**SHORT PROBLEM:** Can you reproduce, word for word, everything in the material below from the line containing "out the lemon" down to the line containing "[(491, 663)]", with both of those lines included?

* begin PROVIDED RECORDS *

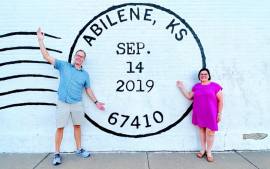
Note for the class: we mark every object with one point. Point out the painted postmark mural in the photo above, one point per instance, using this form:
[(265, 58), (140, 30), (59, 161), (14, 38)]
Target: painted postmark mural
[(132, 72)]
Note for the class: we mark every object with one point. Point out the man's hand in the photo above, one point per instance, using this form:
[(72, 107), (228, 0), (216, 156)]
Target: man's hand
[(40, 35), (100, 105)]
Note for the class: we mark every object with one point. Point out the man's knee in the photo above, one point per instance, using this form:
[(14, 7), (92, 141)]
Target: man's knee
[(60, 130)]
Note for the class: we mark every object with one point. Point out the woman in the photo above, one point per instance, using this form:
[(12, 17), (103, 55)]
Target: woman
[(207, 107)]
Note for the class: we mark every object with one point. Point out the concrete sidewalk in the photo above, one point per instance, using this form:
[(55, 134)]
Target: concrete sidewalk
[(143, 160)]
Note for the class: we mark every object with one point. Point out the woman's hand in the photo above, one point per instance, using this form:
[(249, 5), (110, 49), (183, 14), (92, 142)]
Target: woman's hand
[(179, 84), (40, 35), (218, 118)]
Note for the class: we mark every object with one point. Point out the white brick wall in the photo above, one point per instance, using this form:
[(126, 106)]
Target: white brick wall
[(235, 38)]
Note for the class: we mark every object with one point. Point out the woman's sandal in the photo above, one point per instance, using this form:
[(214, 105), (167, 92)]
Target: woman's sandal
[(210, 158), (201, 154)]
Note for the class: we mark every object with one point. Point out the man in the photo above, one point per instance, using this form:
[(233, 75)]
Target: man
[(72, 80)]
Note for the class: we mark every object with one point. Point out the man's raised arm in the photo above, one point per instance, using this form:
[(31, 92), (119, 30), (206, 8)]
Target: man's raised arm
[(42, 47)]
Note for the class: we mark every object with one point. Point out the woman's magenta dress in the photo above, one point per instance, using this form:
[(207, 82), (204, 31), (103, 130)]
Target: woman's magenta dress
[(205, 107)]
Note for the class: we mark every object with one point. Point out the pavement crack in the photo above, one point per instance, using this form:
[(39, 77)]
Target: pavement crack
[(42, 160), (147, 159), (246, 159)]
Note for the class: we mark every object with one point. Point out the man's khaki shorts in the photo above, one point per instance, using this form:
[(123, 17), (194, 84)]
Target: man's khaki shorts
[(64, 110)]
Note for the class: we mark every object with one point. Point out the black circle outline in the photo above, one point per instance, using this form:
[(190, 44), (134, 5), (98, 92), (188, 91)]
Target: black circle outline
[(160, 8)]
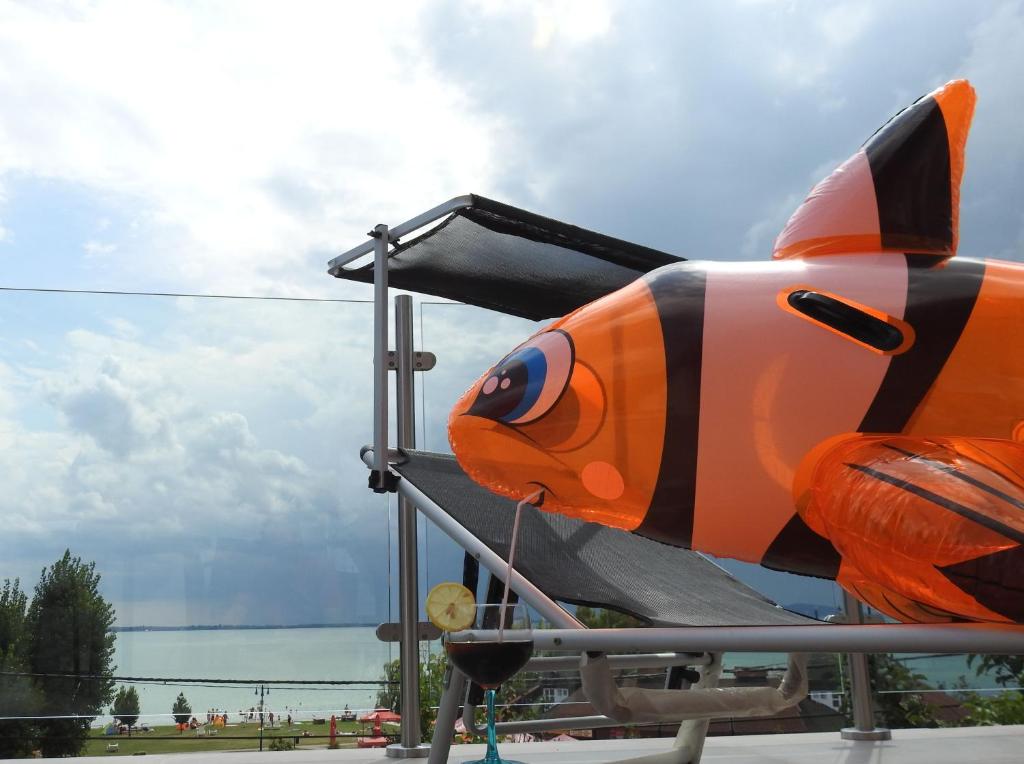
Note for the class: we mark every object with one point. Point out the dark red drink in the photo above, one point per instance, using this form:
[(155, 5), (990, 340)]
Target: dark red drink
[(489, 664)]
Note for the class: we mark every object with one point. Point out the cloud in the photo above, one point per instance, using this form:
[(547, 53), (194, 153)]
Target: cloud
[(249, 139)]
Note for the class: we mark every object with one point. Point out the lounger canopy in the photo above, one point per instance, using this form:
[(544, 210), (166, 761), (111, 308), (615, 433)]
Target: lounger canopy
[(586, 563), (496, 256)]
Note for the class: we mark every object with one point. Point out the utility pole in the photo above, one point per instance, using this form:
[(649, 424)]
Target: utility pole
[(263, 689)]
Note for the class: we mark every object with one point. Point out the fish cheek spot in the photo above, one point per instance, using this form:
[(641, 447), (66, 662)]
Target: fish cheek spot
[(603, 480)]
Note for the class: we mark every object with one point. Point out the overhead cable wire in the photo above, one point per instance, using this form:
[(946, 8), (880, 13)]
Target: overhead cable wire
[(54, 290), (204, 680)]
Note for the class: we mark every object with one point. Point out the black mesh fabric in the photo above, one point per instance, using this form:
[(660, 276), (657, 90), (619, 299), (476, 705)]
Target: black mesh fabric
[(506, 259), (590, 564)]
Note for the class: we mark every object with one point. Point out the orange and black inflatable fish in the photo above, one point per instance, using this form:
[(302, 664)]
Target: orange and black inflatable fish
[(851, 410)]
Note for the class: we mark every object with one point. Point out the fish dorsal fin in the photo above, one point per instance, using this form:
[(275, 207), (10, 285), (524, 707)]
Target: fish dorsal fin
[(900, 193)]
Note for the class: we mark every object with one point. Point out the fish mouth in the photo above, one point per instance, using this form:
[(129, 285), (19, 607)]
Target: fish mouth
[(544, 495)]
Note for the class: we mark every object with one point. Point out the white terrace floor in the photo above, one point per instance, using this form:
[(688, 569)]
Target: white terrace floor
[(988, 745)]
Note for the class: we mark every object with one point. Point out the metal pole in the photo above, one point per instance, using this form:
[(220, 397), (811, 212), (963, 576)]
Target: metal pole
[(380, 355), (409, 613), (448, 713), (860, 684)]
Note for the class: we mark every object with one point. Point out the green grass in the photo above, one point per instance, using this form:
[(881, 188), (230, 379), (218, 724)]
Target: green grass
[(167, 739)]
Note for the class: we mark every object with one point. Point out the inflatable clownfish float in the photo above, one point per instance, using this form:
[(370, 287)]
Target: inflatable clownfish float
[(852, 409)]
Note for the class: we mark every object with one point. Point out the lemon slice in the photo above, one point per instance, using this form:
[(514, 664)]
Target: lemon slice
[(451, 606)]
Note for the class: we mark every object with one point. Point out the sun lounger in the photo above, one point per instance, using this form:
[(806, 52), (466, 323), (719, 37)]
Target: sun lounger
[(492, 255)]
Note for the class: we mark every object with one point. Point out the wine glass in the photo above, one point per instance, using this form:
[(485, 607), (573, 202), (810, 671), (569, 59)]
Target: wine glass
[(491, 663)]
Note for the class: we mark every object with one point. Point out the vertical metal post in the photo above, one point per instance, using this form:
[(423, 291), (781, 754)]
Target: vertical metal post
[(860, 685), (448, 713), (693, 732), (381, 401), (408, 562)]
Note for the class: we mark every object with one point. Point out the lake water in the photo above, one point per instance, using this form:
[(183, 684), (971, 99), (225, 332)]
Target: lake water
[(347, 653), (334, 653)]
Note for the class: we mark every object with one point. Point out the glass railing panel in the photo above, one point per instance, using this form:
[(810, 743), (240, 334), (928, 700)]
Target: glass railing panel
[(204, 455)]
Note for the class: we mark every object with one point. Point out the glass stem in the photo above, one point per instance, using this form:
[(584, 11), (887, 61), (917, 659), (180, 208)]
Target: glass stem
[(492, 757)]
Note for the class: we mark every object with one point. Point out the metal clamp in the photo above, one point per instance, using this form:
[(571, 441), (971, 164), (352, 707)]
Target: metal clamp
[(422, 362)]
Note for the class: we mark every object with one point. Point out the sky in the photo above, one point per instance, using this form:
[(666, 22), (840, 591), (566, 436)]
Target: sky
[(204, 453)]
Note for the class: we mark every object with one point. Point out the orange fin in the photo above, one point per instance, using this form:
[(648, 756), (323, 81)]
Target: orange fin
[(936, 524), (900, 193)]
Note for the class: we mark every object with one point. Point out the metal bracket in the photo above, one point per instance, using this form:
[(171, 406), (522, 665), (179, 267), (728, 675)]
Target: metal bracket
[(426, 632), (386, 482), (422, 362)]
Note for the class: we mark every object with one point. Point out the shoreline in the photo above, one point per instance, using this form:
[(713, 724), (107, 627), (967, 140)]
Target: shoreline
[(236, 627)]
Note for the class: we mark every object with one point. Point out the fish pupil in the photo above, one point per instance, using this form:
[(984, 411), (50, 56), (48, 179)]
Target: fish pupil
[(504, 396)]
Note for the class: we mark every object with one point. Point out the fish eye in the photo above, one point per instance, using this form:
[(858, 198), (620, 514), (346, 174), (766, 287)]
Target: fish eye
[(528, 382)]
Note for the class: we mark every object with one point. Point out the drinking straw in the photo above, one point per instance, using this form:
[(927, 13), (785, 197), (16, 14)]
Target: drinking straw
[(508, 576)]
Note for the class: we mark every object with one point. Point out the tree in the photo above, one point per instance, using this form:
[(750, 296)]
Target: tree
[(18, 695), (126, 707), (1009, 670), (181, 710), (70, 647), (898, 710), (431, 686)]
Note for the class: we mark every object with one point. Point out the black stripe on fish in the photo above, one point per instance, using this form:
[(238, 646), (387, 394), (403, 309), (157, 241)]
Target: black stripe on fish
[(964, 511), (798, 549), (909, 162), (940, 296), (953, 472), (993, 580), (679, 296)]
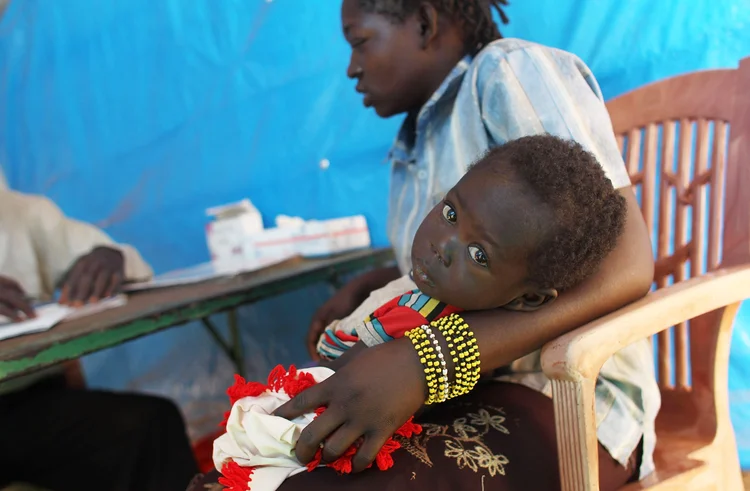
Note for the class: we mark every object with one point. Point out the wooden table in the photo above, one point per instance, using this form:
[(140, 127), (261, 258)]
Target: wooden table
[(151, 311)]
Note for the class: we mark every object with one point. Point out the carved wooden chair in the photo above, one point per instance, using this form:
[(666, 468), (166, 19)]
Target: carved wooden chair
[(686, 142)]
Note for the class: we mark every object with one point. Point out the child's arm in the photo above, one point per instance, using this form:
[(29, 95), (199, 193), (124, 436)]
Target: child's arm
[(345, 358)]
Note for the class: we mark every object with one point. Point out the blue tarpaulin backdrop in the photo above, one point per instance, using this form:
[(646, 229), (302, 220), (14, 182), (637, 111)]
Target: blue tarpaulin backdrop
[(137, 115)]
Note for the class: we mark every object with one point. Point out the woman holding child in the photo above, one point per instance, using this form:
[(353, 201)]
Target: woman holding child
[(465, 90)]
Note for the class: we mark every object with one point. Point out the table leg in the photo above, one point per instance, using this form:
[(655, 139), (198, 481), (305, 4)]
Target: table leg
[(234, 332), (229, 349)]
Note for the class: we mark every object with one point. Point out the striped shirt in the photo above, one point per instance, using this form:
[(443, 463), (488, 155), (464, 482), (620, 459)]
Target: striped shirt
[(510, 89), (388, 322)]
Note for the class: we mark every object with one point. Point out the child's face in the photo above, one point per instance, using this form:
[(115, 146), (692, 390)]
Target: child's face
[(470, 251), (388, 60)]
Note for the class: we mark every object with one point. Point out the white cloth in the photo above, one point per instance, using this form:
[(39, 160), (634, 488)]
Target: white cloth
[(256, 438)]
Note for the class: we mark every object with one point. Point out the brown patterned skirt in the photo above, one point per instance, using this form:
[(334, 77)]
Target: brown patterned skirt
[(501, 437)]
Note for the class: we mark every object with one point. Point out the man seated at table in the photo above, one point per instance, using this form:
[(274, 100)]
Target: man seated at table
[(54, 435)]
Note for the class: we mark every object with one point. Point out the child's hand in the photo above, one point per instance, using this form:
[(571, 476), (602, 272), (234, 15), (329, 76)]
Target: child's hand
[(342, 360), (371, 396)]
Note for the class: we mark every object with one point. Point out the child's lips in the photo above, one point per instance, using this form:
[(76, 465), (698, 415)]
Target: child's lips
[(419, 272), (367, 99)]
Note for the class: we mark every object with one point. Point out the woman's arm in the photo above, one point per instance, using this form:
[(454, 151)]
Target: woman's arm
[(376, 391)]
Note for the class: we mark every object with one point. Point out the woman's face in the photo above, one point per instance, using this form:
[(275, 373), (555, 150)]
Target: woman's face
[(387, 61)]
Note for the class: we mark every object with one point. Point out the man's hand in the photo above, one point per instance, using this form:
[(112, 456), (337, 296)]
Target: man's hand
[(371, 397), (97, 275), (13, 300)]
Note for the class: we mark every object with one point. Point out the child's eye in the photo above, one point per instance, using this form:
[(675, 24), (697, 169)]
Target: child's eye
[(449, 213), (356, 43), (478, 255)]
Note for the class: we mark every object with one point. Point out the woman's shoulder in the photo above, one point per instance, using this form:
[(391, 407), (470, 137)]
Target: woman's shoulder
[(518, 51)]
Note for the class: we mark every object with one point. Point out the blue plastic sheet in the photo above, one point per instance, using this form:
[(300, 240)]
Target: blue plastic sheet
[(137, 115)]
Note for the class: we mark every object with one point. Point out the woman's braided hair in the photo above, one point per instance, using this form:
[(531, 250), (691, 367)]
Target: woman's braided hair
[(474, 16)]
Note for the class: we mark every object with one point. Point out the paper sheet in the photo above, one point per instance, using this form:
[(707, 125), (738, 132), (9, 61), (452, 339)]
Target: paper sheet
[(49, 315), (204, 272)]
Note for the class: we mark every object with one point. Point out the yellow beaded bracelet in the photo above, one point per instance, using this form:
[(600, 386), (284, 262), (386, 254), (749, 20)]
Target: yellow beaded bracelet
[(463, 350), (429, 361)]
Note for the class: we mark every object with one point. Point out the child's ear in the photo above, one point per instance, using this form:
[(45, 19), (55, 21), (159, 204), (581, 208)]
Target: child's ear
[(530, 302), (428, 23)]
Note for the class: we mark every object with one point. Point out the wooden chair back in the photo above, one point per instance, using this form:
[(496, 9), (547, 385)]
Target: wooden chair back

* end PROVIDED RECORDS *

**RESPONSE:**
Note for the class: we mark every object with one point. Point out the lemon slice in the photo above, one point per instance, using this form:
[(514, 664)]
Target: lemon slice
[(451, 606)]
Note for the class: we mark every object with one point. Point out the sun lounger in the photo above, one point per instance, using this form:
[(806, 52), (466, 323), (719, 37)]
Target: sun lounger
[(492, 255)]
Note for the class: we mark every object with one point. Point out the wine glass in the photo above, one point per instance, using this form:
[(485, 607), (573, 202), (810, 671), (569, 59)]
Target: wine glass
[(491, 663)]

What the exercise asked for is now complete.